*Source extract*:
The decision to eliminate late fines at Anchorage Public Library was driven by the needs of our community. We heard from folks about the barrier that late fines put on their use, whether for education or entertainment.
The factors we considered before joining many libraries across the U.S. in going fine-free were:
1. We worked with the schools to have 40,000 children receive library cards because it is important to have children read, know how to find information and use the library for homework and projects. It seemed crazy that we would penalize the children and cause stress to family members by charging late fines.
2. The revenue that the library brought in was 0.02% of the total fines budget for the city and was continuing to drop due to greater use of electronic downloads of books, audio books and movies. Although a small portion of the city budget, it often was a huge amount to pay for people using the library.
3. While people across the city had fines on their cards, it was especially predominant in lower socioeconomic neighborhoods.
4. It cost us more in staff time to process the income than we get back in fines, and it was often a negative interaction with the public. Staff now focus on more positive encounters helping people use the library.
5. Research has shown that overdue fines are not effective in encouraging the return of library material.
One of our patrons, a parent, told us how easy it was to rack up fines at the library. They had three children, no car and had to rely on the bus to get things back to the library. Just one day late could rack up enough charges to block a card, and they finally gave up bringing their children to the library. This is more common than one would think and was the tipping point for us to move forward to be late-fine free, a policy that was recommended to our Library Advisory Board and supported by the mayor and Assembly members.

*Supplied material*:

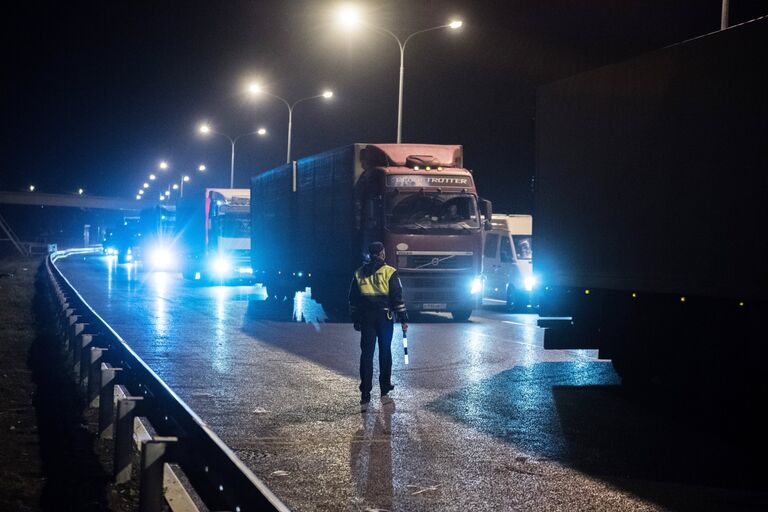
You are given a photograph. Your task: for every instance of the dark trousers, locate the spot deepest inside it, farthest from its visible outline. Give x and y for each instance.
(375, 325)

*What is being asked*:
Reproduce the passage above on the Anchorage library's decision to drop late fines, starting at "The decision to" and ending at "education or entertainment.".

*Final result*:
The decision to eliminate late fines at Anchorage Public Library was driven by the needs of our community. We heard from folks about the barrier that late fines put on their use, whether for education or entertainment.